_実施指示:_ 以下の抜粋本文（NHKスペシャルの脳の回を観た記録）を、最終文の直後から書き継いでください。

_抜粋本文:_

□ □ □ □

2018年2月4日、NHKスペシャル 「人体 神秘の巨大ネットワーク 脳 ひらめきと記憶の正体」を観た。
インスリンは、すい臓から出る体内ホルモンの1つで、血糖値を下げる働きをする。
インスリンが血管の壁にある「小さな突起」にくっつくと、血管の細胞膜が小さなカプセルを作ってインスリンを包み込み、そのカプセルごと血管の壁の反対側、つまり脳の中まで運んでくれる、という仕組みが明らかになってきた。
番組では、ブラジルで「ハーラー病」と呼ばれる病気の少年のことが取り上げられていた。
脳の神経細胞に「GAG」が蓄積し、運動機能や認知機能に障害を引き起こす難病だ。
ちょうど、アルツハイマー病の、「アミロイド斑」が蓄積するような病気だ。
ハーラー病治療を続けてきたブラジル・ハーラー病協会会長のロベルト・ジュリアーニ医師は言う。

□ □ □ □

_生データ:_
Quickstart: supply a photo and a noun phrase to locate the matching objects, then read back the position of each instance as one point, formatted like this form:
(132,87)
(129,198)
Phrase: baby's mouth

□ □ □ □

_回答:_
「子どもたちを助けるための光が、ようやく見えてきました。この薬が注目されるのは、これまでの薬では越えることができなかった血液脳関門を突破して、脳の中へと到達する画期的な仕組みがあるからです。"血液"と"脳"との間に立ちはだかる"関門"を意味するこの血液脳関門が、これまで脳に薬が入るのを阻んできたのです」
この少年は、インスリンを脳に送り込むような方法で回復に向かっているのだそうだ。
アルツハイマー病は進行してしまえば治療が難しいかもしれないが、予備軍の段階なら治療可能かもしれない、と思った。